_EXERCISE PROMPT_
Please could you give again the lines from the one holding "Please place a point on every instance of the wispy" through the final line of the data below, exactly, with no other lines?

--- START ---

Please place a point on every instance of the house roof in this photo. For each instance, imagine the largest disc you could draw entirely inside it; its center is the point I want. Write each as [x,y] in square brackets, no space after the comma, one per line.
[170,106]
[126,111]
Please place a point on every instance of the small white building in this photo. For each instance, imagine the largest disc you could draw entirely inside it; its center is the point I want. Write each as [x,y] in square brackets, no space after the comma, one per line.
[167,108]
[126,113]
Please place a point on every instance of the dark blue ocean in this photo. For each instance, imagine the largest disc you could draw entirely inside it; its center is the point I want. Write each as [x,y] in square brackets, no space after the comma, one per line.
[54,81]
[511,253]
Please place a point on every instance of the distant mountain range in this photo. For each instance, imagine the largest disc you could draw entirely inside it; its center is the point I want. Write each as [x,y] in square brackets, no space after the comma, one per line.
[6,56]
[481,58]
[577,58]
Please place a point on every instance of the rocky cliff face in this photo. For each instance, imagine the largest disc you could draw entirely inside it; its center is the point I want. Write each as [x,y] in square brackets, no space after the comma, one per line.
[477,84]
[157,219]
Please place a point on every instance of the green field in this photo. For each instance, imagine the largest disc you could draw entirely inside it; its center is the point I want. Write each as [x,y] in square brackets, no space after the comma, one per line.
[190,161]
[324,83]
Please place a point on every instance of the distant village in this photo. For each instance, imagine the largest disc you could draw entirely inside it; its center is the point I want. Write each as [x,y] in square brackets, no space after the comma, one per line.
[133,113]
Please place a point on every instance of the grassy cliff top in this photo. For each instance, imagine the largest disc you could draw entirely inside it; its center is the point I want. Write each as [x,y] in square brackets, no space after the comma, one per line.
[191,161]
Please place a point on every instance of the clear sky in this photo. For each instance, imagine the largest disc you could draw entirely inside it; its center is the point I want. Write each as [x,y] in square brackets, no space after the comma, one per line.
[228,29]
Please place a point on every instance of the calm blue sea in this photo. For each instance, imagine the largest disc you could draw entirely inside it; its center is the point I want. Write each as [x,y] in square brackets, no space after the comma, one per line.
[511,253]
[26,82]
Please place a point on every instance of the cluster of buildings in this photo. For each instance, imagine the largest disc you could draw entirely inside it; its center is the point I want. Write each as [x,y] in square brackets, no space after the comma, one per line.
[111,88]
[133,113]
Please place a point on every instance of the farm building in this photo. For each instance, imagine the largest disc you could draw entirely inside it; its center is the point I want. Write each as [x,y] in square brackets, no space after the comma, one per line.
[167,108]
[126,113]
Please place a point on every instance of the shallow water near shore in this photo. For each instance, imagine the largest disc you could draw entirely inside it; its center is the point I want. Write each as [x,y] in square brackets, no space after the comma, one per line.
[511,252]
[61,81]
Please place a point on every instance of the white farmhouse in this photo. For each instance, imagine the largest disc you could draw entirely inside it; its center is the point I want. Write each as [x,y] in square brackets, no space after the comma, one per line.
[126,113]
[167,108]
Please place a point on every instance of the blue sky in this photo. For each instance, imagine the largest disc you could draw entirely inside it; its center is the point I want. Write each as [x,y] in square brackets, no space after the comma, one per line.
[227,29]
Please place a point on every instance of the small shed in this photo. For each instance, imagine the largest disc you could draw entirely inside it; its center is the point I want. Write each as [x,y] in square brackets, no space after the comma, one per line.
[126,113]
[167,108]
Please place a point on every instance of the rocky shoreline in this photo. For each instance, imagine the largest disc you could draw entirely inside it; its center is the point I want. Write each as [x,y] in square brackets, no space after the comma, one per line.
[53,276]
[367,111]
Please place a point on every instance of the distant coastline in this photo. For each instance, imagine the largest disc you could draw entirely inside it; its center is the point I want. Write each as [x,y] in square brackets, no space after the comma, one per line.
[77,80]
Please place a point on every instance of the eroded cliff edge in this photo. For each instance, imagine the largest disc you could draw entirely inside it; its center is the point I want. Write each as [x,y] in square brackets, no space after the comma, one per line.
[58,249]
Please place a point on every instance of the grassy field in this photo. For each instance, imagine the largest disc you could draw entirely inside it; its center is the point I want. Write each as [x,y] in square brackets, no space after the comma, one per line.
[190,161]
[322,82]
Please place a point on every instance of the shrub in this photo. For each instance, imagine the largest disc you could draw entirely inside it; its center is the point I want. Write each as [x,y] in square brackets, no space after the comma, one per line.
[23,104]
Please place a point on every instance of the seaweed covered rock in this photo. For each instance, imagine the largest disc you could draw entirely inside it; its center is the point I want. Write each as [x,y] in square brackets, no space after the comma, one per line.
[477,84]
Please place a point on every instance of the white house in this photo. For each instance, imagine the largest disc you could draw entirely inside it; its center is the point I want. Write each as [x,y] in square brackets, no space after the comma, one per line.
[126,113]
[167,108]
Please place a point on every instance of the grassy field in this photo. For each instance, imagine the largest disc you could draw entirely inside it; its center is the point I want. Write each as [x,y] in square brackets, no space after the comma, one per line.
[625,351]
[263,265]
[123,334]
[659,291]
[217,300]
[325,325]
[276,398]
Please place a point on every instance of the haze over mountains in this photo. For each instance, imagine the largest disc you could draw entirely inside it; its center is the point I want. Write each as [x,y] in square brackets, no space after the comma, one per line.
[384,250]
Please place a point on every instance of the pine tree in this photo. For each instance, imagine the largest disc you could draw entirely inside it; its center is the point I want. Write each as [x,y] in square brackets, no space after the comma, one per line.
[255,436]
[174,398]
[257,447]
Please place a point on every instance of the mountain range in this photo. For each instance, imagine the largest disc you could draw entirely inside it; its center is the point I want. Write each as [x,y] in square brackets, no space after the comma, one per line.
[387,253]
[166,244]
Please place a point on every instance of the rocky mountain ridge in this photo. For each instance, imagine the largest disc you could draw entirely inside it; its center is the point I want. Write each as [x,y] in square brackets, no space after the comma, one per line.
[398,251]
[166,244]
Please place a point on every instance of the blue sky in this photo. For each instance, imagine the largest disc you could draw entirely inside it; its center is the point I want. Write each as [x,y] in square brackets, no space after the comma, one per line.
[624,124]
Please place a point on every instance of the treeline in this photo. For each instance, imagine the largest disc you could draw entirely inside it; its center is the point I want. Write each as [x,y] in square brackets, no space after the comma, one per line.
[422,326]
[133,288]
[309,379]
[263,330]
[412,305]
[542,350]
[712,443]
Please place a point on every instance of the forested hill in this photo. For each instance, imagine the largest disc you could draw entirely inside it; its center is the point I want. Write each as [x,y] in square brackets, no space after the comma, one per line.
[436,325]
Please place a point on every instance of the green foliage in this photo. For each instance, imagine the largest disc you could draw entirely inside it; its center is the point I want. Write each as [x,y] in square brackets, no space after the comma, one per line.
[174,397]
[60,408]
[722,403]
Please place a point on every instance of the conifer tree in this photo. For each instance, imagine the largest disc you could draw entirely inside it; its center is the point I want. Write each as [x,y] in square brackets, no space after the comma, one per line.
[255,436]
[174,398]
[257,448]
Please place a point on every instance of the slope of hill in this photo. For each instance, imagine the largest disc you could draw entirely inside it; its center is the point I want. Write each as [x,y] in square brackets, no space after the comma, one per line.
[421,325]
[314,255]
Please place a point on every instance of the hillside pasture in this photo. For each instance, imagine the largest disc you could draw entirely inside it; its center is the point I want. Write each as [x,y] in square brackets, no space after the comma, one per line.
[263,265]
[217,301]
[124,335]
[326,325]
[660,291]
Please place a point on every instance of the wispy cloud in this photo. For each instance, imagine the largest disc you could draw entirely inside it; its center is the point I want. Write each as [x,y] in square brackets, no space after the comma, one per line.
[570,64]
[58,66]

--- END ---

_ANSWER TO THIS PROBLEM_
Please place a point on every instance of the wispy cloud in this photo. For each instance, imagine the largest disc you could draw entirely inside it; its center is the point I want. Write each as [x,y] in square brackets, no space after the comma, one per line.
[570,64]
[58,66]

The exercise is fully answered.